══ Text section

Kapil Sibal, Huzefa Ahmadi, Abhishek Manu Singhvi argue against Waqf Act 2025, SG Tushar Mehta defends Centre: Key highlights from hearing at Supreme Court
On 22th May, the Supreme Court resumed the hearing of multiple petitions challenging the constitutional validity of the Waqf Amendment Act 2025. The law makes changes to the Waqf Act of 1995, which deals with the management of Waqf properties (properties dedicated for religious or charitable purposes under Islamic law).
The petitioners argue that this law discriminates against the Muslim community and interferes with their religious freedom. On the contrary, the central government contends that this amendment has been brought to prevent the misuse of Waqf provisions and to end encroachment on private and government properties. In the hearing, the bench of Chief Justice (CJI) B.R. Gavai and Justice A.G. Masih heard the arguments of the petitioners, the central government and other parties.
Arguments given by the petitioners
Durimg the hearing on 20th May 2025, Solicitor General Tushar Mehta argued on behalf of the central government, while senior advocates Kapil Sibal, Rajiv Dhawan, A.M. Singhvi, C.U. Singh and Huzefa Ahmadi argued on behalf of the petitioners. The court had first scheduled the hearing on three issues, but the petitioners also raised several other points.
Kapil Sibal’s arguments
- Kapil Sibal claimed, “This law has been brought to protect Waqf, but its real purpose is to usurp Waqf properties. This law has been made in such a way that Waqf property can be snatched without any process. A government official makes a decision, and the property immediately ceases to be Waqf. Anyone can raise a dispute.”
On the abolition of Waqf-by-User (Waqf property created by long-term use), he said, “The concept of Waqf-by-User, which was recognised in the Babri Masjid case, has been abolished. There was a provision for registration in the 1925 law, but if registration is not done, the property ceases to be a Waqf; this is new.”
On ancient monuments, Sibal argued, “If a property is declared an ancient monument, it is no longer a Waqf. This takes away religious rights. This violates Article 25 of the Constitution.”
On Section 3(c), Sibal said, “Under Section 3(c), the property ceases to be a wakf without any investigation. There is no judicial process. The person who created the wakf has to go to court, and by then, the status of the property changes. This is a violation of Articles 25, 26 and 27.”
On the condition of practising Islam for 5 years, Sibal quipped, “I have to prove that I am a Muslim for 5 years. Who will decide that I am a Muslim? If I want to create a waqf before I die, do I have to wait for 5 years? This in itself is unconstitutional.”
On the inclusion of non-Muslims in the Wakf Board, Sibal said, “Earlier, all the Waqf Board members were Muslims; now 7 out of 12 can be non-Muslims. This is interference in religious matters and violates Articles 25 and 26.” Sibal questioned Sections 3(d) and 3(e), “These sections were not in the original bill and were not discussed in the JPC. This is procedurally wrong.”
Arguments of Rajiv Dhawan
Rajiv Dhawan said, “This law is against secularism. The definition of Waqf was not changed even during the British period. What was the need to abolish the concept of Waqf on such a large scale? This is a threat to every religion.” He added, “This law violates Articles 25, 26 and 29. Article 29 gives the right to protect culture. Taking it away will destroy the secular structure.”

════

## [Challenge 1]
In the Waqf hearing report, which judges made up the Supreme Court bench?

══ Exercise input

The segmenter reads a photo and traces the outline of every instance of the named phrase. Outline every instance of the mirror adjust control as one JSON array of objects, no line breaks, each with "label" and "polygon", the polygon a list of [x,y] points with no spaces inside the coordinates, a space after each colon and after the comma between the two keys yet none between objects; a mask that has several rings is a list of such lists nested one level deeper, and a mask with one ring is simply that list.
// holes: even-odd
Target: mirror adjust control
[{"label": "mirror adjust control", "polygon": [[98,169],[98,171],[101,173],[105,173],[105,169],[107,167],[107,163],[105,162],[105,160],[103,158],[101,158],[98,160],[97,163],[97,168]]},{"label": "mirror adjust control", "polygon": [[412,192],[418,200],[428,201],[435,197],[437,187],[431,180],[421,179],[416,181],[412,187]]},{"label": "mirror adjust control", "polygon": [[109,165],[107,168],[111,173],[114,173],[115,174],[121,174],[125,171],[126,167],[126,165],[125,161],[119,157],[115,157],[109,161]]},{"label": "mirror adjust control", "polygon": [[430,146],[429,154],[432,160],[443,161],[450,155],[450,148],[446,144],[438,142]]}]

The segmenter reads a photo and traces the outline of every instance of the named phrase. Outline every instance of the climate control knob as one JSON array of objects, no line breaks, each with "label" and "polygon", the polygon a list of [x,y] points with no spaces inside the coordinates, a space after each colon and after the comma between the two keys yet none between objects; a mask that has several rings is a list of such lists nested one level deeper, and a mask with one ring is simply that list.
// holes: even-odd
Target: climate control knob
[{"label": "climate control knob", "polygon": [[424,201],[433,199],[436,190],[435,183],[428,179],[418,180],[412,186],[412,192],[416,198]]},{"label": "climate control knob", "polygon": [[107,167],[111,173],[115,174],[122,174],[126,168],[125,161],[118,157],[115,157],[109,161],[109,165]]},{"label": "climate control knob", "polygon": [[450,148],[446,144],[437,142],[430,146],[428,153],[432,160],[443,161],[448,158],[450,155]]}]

════

## [Challenge 2]
In the records, copy out the lines starting with the one containing "of the climate" and going on through the one containing "Target: climate control knob", with both of those lines included.

## [Task output 1]
Chief Justice B.R. Gavai and Justice A.G. Masih.

## [Task output 2]
The segmenter reads a photo and traces the outline of every instance of the named phrase. Outline every instance of the climate control knob as one JSON array of objects, no line breaks, each with "label" and "polygon", the polygon a list of [x,y] points with no spaces inside the coordinates, a space after each colon and after the comma between the two keys yet none between objects; a mask that has several rings is a list of such lists nested one level deeper, and a mask with one ring is simply that list.
// holes: even-odd
Target: climate control knob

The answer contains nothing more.